__Prompt a__
For the ScrapeGraph page, state whether each statement agrees with it. Give yes or no for each, and quote the deciding words of the page. (i) MarkdownifyTool returns JSON as its output. (ii) Setting up LangSmith is required to use the tools. (iii) LocalScraperTool takes HTML together with a prompt as its input.

++++ Text extract

ScrapeGraph
This notebook provides a quick overview for getting started with ScrapeGraph tools. For detailed documentation of all ScrapeGraph features and configurations head to the API reference.
For more information about ScrapeGraph AI:
Overview
Integration details
| Class | Package | Serializable | JS support | Package latest |
|---|---|---|---|---|
| SmartScraperTool | langchain-scrapegraph | ✅ | ❌ | |
| MarkdownifyTool | langchain-scrapegraph | ✅ | ❌ | |
| LocalScraperTool | langchain-scrapegraph | ✅ | ❌ | |
| GetCreditsTool | langchain-scrapegraph | ✅ | ❌ |
Tool features
| Tool | Purpose | Input | Output |
|---|---|---|---|
| SmartScraperTool | Extract structured data from websites | URL + prompt | JSON |
| MarkdownifyTool | Convert webpages to markdown | URL | Markdown text |
| LocalScraperTool | Extract data from HTML content | HTML + prompt | JSON |
| GetCreditsTool | Check API credits | None | Credit info |
Setup
The integration requires the following packages:
%pip install --quiet -U langchain-scrapegraph
Note: you may need to restart the kernel to use updated packages.
Credentials
You'll need a ScrapeGraph AI API key to use these tools. Get one at scrapegraphai.com.
import getpass
import os
if not os.environ.get("SGAI_API_KEY"):
os.environ["SGAI_API_KEY"] = getpass.getpass("ScrapeGraph AI API key:\n")
It's also helpful (but not needed) to set up LangSmith for best-in-class observability:
os.environ["LANGCHAIN_TRACING_V2"] = "true"
os.environ["LANGCHAIN_API_KEY"] = getpass.getpass()

++++++++
++++ Supplied entries

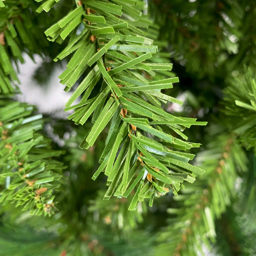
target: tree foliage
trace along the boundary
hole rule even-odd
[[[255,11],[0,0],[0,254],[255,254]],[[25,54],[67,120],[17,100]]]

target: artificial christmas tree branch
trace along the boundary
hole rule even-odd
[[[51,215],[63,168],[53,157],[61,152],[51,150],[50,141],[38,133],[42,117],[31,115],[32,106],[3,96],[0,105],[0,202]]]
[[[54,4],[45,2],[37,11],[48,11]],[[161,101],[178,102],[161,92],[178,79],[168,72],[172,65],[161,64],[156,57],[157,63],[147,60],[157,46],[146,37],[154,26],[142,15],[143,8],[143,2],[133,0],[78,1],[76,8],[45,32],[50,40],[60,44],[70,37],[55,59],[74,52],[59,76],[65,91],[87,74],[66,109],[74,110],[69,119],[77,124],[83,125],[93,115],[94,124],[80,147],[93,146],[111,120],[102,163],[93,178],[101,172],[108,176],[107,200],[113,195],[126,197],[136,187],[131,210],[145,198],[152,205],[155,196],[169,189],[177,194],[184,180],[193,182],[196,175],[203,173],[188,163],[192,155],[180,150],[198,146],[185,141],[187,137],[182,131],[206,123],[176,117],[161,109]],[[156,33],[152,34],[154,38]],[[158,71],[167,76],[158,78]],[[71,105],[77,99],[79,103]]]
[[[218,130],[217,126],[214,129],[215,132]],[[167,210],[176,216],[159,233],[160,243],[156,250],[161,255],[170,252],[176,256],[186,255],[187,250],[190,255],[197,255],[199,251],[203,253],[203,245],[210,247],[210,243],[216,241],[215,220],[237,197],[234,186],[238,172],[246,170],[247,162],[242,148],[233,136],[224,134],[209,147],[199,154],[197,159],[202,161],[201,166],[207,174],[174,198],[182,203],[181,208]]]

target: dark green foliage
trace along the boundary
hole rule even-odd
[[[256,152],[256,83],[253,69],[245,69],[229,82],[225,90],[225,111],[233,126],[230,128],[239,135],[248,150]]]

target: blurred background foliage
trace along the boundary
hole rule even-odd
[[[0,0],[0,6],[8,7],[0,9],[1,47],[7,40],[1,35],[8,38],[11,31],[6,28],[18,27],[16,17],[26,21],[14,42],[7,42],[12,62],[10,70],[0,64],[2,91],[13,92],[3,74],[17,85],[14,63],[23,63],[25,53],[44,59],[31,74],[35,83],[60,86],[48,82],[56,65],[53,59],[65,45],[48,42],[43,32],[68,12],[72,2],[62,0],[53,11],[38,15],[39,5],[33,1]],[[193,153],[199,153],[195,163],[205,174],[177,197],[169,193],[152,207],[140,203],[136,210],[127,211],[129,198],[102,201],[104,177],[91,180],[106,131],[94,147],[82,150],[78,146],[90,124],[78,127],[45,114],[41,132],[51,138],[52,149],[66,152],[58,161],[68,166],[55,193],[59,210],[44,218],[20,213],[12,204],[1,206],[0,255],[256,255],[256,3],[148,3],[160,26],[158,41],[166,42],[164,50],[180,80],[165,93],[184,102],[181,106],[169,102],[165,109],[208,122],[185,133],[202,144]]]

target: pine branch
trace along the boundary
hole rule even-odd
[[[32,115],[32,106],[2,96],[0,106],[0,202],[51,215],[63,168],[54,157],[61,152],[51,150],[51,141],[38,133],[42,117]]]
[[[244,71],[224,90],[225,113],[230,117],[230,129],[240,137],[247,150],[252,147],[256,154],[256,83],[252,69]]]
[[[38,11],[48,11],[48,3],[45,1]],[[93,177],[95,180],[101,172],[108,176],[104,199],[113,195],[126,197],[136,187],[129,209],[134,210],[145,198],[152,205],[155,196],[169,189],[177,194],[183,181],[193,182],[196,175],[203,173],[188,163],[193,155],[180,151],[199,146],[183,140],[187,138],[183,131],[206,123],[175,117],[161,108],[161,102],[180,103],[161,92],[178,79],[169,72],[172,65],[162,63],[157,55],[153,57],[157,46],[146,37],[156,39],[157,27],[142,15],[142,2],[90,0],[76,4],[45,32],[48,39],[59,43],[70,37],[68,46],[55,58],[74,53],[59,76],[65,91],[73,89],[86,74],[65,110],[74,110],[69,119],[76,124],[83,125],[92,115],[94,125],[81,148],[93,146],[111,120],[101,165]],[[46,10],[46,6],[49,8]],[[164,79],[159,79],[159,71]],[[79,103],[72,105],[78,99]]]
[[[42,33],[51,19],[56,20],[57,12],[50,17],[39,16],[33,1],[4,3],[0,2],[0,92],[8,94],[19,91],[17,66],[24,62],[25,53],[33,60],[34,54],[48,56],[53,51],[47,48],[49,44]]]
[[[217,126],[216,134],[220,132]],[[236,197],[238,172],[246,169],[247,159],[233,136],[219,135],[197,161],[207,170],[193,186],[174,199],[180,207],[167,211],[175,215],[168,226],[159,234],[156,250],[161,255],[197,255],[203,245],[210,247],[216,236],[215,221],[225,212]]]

++++++++

__Prompt b__
Copy out the lines of the records, starting at the first line of the records and ending at the line that contains "[[[255,11],[0,0],[0,254],[255,254]],[[25,54],[67,120],[17,100]]]", with both ends included. Omit the pictures from your answer.

__Full answer a__
(i) No: "Markdown text"
(ii) No: "It's also helpful (but not needed) to set up LangSmith"
(iii) Yes: "HTML + prompt"

__Full answer b__
target: tree foliage
trace along the boundary
hole rule even-odd
[[[255,11],[0,0],[0,254],[255,254]],[[25,54],[67,120],[17,100]]]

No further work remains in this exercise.